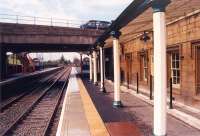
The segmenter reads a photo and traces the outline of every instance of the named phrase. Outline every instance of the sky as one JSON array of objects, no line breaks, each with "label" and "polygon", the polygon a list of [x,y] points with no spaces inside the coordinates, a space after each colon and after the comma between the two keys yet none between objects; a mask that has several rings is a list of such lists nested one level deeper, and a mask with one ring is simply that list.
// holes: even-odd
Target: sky
[{"label": "sky", "polygon": [[[0,0],[0,16],[2,14],[47,17],[56,19],[87,21],[111,21],[133,0]],[[67,58],[73,54],[63,53]],[[55,54],[54,54],[55,55]],[[50,58],[48,54],[46,59]],[[75,54],[76,56],[76,54]]]}]

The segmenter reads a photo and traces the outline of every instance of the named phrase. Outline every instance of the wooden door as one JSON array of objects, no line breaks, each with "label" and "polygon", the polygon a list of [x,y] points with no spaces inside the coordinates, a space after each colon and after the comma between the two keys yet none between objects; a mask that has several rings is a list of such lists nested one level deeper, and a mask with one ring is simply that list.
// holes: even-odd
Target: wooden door
[{"label": "wooden door", "polygon": [[125,59],[126,59],[126,77],[127,77],[127,87],[129,88],[129,84],[131,83],[131,75],[132,75],[132,54],[129,53],[129,54],[126,54],[125,55]]},{"label": "wooden door", "polygon": [[200,47],[197,47],[197,94],[200,94]]}]

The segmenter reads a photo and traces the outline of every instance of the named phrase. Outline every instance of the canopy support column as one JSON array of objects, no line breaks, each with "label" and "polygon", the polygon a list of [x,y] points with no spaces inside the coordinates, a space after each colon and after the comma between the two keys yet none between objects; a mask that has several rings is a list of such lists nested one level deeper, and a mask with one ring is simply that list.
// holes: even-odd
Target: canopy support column
[{"label": "canopy support column", "polygon": [[106,93],[106,89],[105,89],[105,86],[104,86],[104,65],[105,65],[105,62],[104,62],[104,44],[105,43],[101,43],[100,45],[100,72],[101,72],[101,92],[103,93]]},{"label": "canopy support column", "polygon": [[92,54],[89,54],[89,60],[90,60],[90,82],[92,82]]},{"label": "canopy support column", "polygon": [[166,136],[167,128],[167,62],[166,62],[166,1],[153,3],[154,30],[154,135]]},{"label": "canopy support column", "polygon": [[97,85],[97,53],[93,51],[94,84]]},{"label": "canopy support column", "polygon": [[111,35],[113,37],[113,58],[114,58],[114,101],[113,107],[122,107],[122,102],[120,99],[120,44],[119,36],[121,33],[119,31],[112,31]]}]

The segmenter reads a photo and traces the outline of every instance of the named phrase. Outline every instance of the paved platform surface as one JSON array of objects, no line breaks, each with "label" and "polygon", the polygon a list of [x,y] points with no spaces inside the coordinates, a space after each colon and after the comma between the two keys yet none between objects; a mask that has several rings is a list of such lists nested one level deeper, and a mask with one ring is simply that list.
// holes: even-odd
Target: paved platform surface
[{"label": "paved platform surface", "polygon": [[77,68],[72,68],[56,136],[109,136]]},{"label": "paved platform surface", "polygon": [[[112,108],[113,86],[106,82],[107,94],[102,94],[99,87],[94,86],[88,81],[84,84],[99,112],[106,124],[110,123],[129,123],[135,129],[139,129],[139,133],[144,136],[152,135],[153,125],[153,106],[142,101],[141,99],[131,95],[130,93],[121,93],[124,108]],[[184,122],[168,115],[167,134],[169,136],[200,136],[200,131]],[[123,132],[122,132],[123,133]],[[131,136],[131,135],[130,135]]]},{"label": "paved platform surface", "polygon": [[83,109],[76,78],[77,71],[72,68],[68,82],[63,109],[58,125],[57,136],[89,136],[89,125]]}]

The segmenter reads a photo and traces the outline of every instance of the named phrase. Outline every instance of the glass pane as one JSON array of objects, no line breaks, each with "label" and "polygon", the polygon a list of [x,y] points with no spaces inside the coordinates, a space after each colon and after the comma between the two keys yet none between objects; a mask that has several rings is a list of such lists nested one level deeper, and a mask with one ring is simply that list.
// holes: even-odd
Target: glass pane
[{"label": "glass pane", "polygon": [[177,77],[180,78],[180,70],[177,70]]},{"label": "glass pane", "polygon": [[175,68],[175,61],[172,62],[172,68]]},{"label": "glass pane", "polygon": [[176,77],[173,77],[173,84],[176,84]]},{"label": "glass pane", "polygon": [[176,68],[179,68],[179,61],[176,61]]},{"label": "glass pane", "polygon": [[180,84],[180,78],[177,78],[177,84]]},{"label": "glass pane", "polygon": [[179,60],[179,53],[176,53],[176,60]]},{"label": "glass pane", "polygon": [[172,53],[172,60],[175,60],[175,54]]},{"label": "glass pane", "polygon": [[173,70],[173,76],[176,76],[176,70]]}]

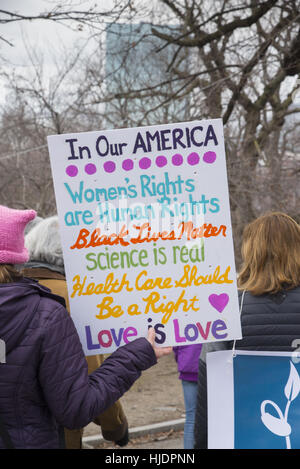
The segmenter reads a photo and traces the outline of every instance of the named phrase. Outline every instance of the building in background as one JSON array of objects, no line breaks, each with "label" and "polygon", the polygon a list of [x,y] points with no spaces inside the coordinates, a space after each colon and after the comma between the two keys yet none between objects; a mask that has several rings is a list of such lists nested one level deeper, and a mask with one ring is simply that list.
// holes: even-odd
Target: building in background
[{"label": "building in background", "polygon": [[[109,24],[106,29],[106,127],[133,127],[188,119],[188,99],[178,99],[188,59],[178,46],[163,47],[152,24]],[[169,32],[171,26],[155,26]],[[171,67],[170,67],[171,64]]]}]

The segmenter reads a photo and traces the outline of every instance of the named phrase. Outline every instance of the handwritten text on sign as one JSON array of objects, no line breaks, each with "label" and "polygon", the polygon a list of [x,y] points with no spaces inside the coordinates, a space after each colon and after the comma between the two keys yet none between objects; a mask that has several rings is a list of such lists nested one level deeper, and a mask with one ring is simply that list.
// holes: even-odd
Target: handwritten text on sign
[{"label": "handwritten text on sign", "polygon": [[48,137],[85,353],[239,338],[220,119]]}]

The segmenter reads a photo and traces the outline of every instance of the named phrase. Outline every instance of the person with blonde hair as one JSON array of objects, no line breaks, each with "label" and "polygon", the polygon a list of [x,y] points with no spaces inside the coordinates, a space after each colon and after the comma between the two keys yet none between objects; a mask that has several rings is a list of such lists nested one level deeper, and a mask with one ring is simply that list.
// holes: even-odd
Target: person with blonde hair
[{"label": "person with blonde hair", "polygon": [[89,375],[64,299],[15,268],[29,260],[24,230],[35,216],[0,205],[0,448],[61,448],[63,427],[86,426],[171,351],[150,328]]},{"label": "person with blonde hair", "polygon": [[[236,349],[294,351],[300,338],[300,227],[271,212],[247,225],[238,276],[242,339]],[[207,447],[206,353],[232,342],[205,344],[199,360],[195,448]]]},{"label": "person with blonde hair", "polygon": [[258,296],[276,294],[300,285],[300,229],[291,217],[263,215],[243,233],[240,290]]}]

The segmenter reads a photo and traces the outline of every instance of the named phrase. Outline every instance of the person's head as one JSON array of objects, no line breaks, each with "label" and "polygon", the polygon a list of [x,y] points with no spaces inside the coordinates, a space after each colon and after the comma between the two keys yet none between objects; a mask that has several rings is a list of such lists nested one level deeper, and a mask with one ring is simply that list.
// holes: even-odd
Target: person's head
[{"label": "person's head", "polygon": [[262,215],[244,229],[240,289],[254,295],[300,285],[300,226],[281,212]]},{"label": "person's head", "polygon": [[18,278],[19,273],[14,266],[28,261],[24,230],[35,216],[34,210],[15,210],[0,205],[0,283]]},{"label": "person's head", "polygon": [[63,254],[59,235],[58,217],[45,218],[25,237],[30,261],[63,267]]}]

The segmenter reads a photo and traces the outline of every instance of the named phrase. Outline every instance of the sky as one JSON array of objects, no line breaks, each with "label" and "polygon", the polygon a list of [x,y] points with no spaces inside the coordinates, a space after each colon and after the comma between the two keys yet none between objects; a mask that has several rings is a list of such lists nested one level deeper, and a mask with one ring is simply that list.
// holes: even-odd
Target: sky
[{"label": "sky", "polygon": [[[151,0],[148,5],[156,11],[156,0]],[[38,15],[51,11],[54,6],[61,3],[65,8],[73,5],[77,10],[85,10],[91,6],[96,6],[98,10],[103,11],[112,6],[113,0],[0,0],[0,9],[18,12],[23,15]],[[142,14],[143,15],[143,14]],[[140,16],[141,18],[141,16]],[[146,20],[146,18],[142,18]],[[11,42],[10,46],[0,40],[0,58],[2,60],[1,67],[5,67],[5,63],[14,68],[28,67],[28,57],[26,53],[27,44],[29,49],[43,54],[44,65],[53,67],[54,57],[61,55],[64,45],[72,48],[75,43],[83,43],[88,36],[87,26],[82,31],[78,30],[77,22],[65,23],[68,26],[61,25],[54,21],[34,20],[34,21],[16,21],[1,25],[0,36]],[[8,66],[8,65],[6,65]],[[5,98],[5,88],[0,78],[0,103]]]},{"label": "sky", "polygon": [[[75,1],[71,0],[74,4]],[[38,15],[49,11],[58,0],[0,0],[0,9],[18,12],[23,15]],[[64,5],[69,2],[64,1]],[[79,5],[79,3],[81,3]],[[107,0],[97,2],[99,8],[103,4],[108,5]],[[95,5],[95,1],[76,1],[78,9],[88,8]],[[53,21],[34,20],[34,21],[16,21],[3,24],[1,26],[1,36],[13,44],[7,44],[0,41],[0,57],[4,59],[1,64],[2,70],[29,68],[26,45],[29,49],[43,55],[44,65],[48,67],[51,73],[53,60],[59,56],[61,49],[64,47],[72,47],[75,42],[84,40],[85,30],[82,32],[77,29],[78,24],[71,23],[69,26],[61,25]],[[26,45],[25,45],[26,44]],[[5,101],[6,89],[0,78],[0,103]]]},{"label": "sky", "polygon": [[[55,3],[58,2],[55,1]],[[49,0],[0,0],[2,10],[16,11],[24,15],[36,15],[48,11],[55,3]],[[83,6],[91,3],[91,1],[84,2]],[[99,2],[99,4],[101,3]],[[4,24],[1,27],[1,34],[13,44],[11,47],[2,41],[0,44],[1,54],[8,57],[15,65],[22,65],[26,63],[24,61],[24,39],[33,44],[35,48],[45,52],[48,49],[49,51],[55,50],[62,43],[72,44],[72,41],[77,40],[82,33],[57,22],[34,20]]]}]

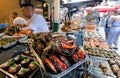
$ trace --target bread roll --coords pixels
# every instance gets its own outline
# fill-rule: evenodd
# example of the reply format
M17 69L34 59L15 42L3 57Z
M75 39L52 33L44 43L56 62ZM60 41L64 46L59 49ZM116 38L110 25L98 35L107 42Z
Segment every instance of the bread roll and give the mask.
M115 61L113 59L109 60L110 65L115 64Z
M111 65L111 68L112 68L112 71L113 71L114 73L116 73L116 72L119 70L119 67L118 67L118 65L116 65L116 64Z
M103 73L107 76L111 76L111 72L107 68L103 68Z
M106 64L105 63L100 63L100 67L103 69L103 68L107 68Z
M120 70L116 72L117 77L120 77Z

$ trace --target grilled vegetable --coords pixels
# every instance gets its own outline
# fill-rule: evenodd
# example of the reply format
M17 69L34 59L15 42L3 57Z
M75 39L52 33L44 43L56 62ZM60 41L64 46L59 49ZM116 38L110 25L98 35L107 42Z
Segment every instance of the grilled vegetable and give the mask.
M15 61L16 64L19 64L23 59L19 55L19 56L16 56L15 58L13 58L13 60Z
M36 61L32 61L30 64L29 64L29 68L31 70L35 70L36 68L38 67L38 63Z
M54 60L56 60L56 62L58 63L58 64L60 64L60 66L65 70L65 69L67 69L67 66L61 61L61 60L59 60L56 56L52 56L52 58L54 59Z
M82 59L85 58L85 55L81 52L81 50L78 50L78 54L81 56Z
M62 48L64 48L64 49L74 49L74 48L77 48L77 46L76 45L70 45L70 46L68 46L66 44L62 44Z
M79 61L79 57L78 57L78 55L77 55L76 53L73 54L72 60L73 60L74 62L78 62L78 61Z
M72 44L74 42L74 40L68 40L68 41L62 41L63 44Z
M70 67L71 64L70 64L69 60L66 57L64 57L62 55L59 55L58 57L64 64L67 65L67 67Z
M15 74L20 70L20 66L17 64L13 64L12 66L10 66L8 72L11 74Z
M8 70L8 68L14 63L13 60L9 60L6 63L3 63L0 68L4 69L4 70Z
M48 59L45 59L45 65L46 65L46 70L48 70L51 73L57 73L57 69L55 65Z
M17 73L18 78L28 78L30 69L21 67L20 71Z
M53 59L51 56L49 56L49 58L52 61L52 63L55 65L55 67L57 68L58 73L64 71L64 69L62 68L62 66L60 64L58 64L55 59Z
M24 68L28 68L29 62L30 62L30 59L24 59L23 61L21 61L20 64L21 64Z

****************************************

### EXERCISE PROMPT
Go through the material and select each line with the string "pixels" in it.

### WRITTEN SOLUTION
$ trace --target bread roll --coords pixels
$ trace --target grilled vegetable --coords pixels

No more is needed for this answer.